### SOURCE DOCUMENT
++++
HiCache++ forecasts with Dynamic Mode Decomposition (Prony) — DMD (Schmid 2010) is the
SVD-regularised generalisation of Prony's method (1795): identify the linear propagator
A from raw velocity snapshots (F_{t+1} ≈ A F_t), eigendecompose it once, and predict any
(fractional) horizon k by eigenvalue powers:
F_{t+k} ≈ Φ (λ**k ⊙ b), b = Φ⁺ F_t
It is exact on exponential trajectories (the solution class) — the property polynomials lack — so it holds quality at skip intervals where Hermite/Taylor drift.
How it compares
Every modern feature cache skips the network on most steps and forecasts the velocity; they differ in the basis used to extrapolate. The basis is what sets the skip ceiling, because a diffusion feature trajectory is (locally) a sum of exponentials, not a polynomial. HiCache++'s basis is the Dynamic Mode Decomposition (Prony) exponential:
| Method | Forecast basis | Exact on the feature-ODE class | Extrapolation | Max lossless skip* |
|---|---|---|---|---|
| TaylorSeer | monomial (Taylor) | ✗ | diverges | small |
| HiCache | scaled-Hermite | ✗ | drifts | interval‑3 |
| FoCa · Padé · Chebyshev | rational / orthogonal poly | ✗ | drifts | small–moderate |
| HiCache++ (this work) | exponential (DMD / Prony) | ✓ exact | bounded, correct asymptotics | interval‑5–6 |
*measured on Hunyuan3D-2.1 / SAM3D-slat (see Results). A polynomial basis is only a local truncation of the exponential, so it is accurate for a tiny skip and diverges as the horizon grows; the exponential basis is the exact solution class, so it stays lossless further out — and the exponential forecaster admits fractional horizons, so it forecasts sub-steps between compute steps exactly.
Why exponentials (the math)
++++
Object location annotation listing
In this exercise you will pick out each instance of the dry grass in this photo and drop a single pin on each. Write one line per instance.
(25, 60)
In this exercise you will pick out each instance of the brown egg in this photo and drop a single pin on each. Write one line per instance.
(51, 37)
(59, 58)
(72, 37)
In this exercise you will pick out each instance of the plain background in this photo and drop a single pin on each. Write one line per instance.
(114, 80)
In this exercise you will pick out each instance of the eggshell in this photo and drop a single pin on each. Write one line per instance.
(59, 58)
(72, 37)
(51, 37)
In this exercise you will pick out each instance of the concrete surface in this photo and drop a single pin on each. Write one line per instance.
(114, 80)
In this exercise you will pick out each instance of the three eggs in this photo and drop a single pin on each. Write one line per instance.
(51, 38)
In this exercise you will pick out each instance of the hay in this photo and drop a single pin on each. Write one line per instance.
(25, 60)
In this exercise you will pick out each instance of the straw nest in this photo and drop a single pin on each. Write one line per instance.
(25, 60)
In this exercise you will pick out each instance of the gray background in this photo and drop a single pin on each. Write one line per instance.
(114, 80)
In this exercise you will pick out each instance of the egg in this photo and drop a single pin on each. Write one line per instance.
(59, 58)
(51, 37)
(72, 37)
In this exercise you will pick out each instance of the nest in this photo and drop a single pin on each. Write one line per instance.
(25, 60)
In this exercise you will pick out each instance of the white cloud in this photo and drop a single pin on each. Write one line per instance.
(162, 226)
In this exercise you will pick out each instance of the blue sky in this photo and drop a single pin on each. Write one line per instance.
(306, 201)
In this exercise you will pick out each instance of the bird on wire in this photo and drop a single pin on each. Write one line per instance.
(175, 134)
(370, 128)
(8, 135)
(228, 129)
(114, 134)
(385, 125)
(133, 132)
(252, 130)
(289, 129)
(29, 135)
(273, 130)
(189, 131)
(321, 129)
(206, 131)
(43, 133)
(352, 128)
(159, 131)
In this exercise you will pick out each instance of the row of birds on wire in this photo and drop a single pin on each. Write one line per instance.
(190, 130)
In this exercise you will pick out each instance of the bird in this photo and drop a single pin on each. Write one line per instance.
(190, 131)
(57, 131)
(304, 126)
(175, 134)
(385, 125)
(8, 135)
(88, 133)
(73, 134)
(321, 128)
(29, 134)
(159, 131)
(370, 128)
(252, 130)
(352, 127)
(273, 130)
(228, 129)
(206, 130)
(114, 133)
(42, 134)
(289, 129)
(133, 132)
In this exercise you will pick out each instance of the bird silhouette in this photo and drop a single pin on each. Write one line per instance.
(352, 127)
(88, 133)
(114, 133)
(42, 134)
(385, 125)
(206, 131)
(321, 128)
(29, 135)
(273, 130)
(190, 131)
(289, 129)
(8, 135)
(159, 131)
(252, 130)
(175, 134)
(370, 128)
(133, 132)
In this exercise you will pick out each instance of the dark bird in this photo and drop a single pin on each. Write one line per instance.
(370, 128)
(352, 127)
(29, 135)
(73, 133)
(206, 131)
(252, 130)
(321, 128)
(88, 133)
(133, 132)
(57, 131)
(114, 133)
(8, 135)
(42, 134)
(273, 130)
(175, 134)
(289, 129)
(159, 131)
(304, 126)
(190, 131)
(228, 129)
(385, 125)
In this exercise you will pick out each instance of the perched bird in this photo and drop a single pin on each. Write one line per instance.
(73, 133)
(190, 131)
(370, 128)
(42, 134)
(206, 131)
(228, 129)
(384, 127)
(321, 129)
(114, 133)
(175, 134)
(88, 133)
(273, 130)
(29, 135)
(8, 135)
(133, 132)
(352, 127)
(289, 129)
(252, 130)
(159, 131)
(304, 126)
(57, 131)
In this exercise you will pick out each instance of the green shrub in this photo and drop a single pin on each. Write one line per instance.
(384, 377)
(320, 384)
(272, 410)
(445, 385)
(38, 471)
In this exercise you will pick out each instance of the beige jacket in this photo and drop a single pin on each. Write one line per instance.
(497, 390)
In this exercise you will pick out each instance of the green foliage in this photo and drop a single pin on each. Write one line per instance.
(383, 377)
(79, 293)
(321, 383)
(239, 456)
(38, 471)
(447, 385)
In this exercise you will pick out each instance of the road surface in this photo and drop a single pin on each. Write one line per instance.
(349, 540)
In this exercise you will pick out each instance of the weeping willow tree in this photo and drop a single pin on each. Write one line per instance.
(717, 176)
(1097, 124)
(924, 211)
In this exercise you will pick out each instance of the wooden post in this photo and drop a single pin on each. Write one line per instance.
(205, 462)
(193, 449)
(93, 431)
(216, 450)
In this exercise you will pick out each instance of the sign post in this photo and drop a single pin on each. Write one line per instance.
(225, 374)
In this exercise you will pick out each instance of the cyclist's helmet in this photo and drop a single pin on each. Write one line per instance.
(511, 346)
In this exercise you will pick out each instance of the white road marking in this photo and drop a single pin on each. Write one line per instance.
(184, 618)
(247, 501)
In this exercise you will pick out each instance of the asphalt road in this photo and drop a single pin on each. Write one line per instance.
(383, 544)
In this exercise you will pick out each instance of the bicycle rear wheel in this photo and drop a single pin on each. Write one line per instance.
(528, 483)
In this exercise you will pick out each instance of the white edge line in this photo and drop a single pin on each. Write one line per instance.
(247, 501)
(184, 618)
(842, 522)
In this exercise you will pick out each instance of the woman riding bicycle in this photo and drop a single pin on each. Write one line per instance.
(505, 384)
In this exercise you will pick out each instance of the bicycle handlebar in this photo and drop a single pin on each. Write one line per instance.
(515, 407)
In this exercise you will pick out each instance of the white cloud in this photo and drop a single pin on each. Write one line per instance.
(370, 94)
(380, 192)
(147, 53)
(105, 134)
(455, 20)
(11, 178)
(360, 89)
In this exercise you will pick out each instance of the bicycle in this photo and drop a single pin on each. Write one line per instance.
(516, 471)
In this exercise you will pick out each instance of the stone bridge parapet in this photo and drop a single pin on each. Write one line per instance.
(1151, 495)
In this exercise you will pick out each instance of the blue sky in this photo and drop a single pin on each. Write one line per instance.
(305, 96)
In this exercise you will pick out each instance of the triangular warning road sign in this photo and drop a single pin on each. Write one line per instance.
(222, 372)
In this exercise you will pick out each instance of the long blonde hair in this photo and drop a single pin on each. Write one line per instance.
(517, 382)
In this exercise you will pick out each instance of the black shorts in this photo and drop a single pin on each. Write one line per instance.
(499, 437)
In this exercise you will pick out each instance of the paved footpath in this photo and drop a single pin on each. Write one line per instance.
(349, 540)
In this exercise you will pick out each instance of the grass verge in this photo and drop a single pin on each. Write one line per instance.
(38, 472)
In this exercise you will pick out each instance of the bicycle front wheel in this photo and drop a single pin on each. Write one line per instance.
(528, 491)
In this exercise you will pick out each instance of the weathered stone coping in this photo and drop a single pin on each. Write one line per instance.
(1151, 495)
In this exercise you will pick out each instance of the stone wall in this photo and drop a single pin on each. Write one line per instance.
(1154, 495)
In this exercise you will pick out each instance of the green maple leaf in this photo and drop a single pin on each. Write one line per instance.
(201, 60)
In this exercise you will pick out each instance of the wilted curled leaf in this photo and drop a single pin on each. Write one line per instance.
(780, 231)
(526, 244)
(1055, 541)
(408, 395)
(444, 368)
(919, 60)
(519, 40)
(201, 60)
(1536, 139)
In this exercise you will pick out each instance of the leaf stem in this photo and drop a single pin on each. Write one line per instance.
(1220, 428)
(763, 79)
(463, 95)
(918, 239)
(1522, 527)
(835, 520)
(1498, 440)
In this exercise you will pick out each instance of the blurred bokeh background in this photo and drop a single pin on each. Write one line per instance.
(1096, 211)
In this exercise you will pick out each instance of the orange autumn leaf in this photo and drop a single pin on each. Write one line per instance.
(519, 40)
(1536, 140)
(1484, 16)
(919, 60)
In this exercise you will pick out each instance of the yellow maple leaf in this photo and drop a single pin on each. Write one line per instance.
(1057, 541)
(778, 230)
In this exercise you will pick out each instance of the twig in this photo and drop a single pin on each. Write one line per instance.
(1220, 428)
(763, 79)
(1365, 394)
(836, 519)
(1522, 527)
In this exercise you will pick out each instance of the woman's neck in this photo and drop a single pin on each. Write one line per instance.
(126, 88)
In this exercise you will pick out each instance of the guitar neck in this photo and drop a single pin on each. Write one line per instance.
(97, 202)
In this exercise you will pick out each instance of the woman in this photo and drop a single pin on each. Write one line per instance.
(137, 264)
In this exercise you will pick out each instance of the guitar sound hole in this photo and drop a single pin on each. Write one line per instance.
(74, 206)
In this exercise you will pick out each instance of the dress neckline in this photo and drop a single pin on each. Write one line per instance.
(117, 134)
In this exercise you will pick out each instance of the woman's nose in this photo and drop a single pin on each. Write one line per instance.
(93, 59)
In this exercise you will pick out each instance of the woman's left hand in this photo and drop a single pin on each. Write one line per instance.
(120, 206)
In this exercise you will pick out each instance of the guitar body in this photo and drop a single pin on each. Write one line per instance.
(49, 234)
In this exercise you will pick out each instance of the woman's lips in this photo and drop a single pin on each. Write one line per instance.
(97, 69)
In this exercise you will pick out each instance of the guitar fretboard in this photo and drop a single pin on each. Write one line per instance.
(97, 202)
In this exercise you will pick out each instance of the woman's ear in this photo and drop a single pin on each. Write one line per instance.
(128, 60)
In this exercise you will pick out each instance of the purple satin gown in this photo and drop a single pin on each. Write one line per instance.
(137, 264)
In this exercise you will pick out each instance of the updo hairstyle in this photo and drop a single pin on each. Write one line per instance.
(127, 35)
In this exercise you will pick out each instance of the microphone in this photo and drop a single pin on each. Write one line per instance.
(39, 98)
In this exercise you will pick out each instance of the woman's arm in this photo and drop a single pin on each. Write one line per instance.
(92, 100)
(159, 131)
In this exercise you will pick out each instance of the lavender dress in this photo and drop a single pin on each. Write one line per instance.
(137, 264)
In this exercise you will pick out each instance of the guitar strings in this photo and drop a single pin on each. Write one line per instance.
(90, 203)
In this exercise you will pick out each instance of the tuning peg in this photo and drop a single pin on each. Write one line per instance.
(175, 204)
++++
### GIVEN TASK A
According to the HiCache++ page, why does an exponential forecast basis stay lossless at larger skip intervals while polynomial bases diverge?
### GIVEN TASK B
Quote the HiCache++ page from "HiCache++ forecasts with" up to and including "where Hermite/Taylor drift.".
The listing is not needed here.

### WRITTEN REPLY A
A diffusion feature trajectory is locally a sum of exponentials, so the exponential basis is the exact solution class. A polynomial basis is only a local truncation of that exponential, so it is accurate for a tiny skip but diverges as the horizon grows.

### WRITTEN REPLY B
HiCache++ forecasts with Dynamic Mode Decomposition (Prony) — DMD (Schmid 2010) is the
SVD-regularised generalisation of Prony's method (1795): identify the linear propagator
A from raw velocity snapshots (F_{t+1} ≈ A F_t), eigendecompose it once, and predict any
(fractional) horizon k by eigenvalue powers:
F_{t+k} ≈ Φ (λ**k ⊙ b), b = Φ⁺ F_t
It is exact on exponential trajectories (the solution class) — the property polynomials lack — so it holds quality at skip intervals where Hermite/Taylor drift.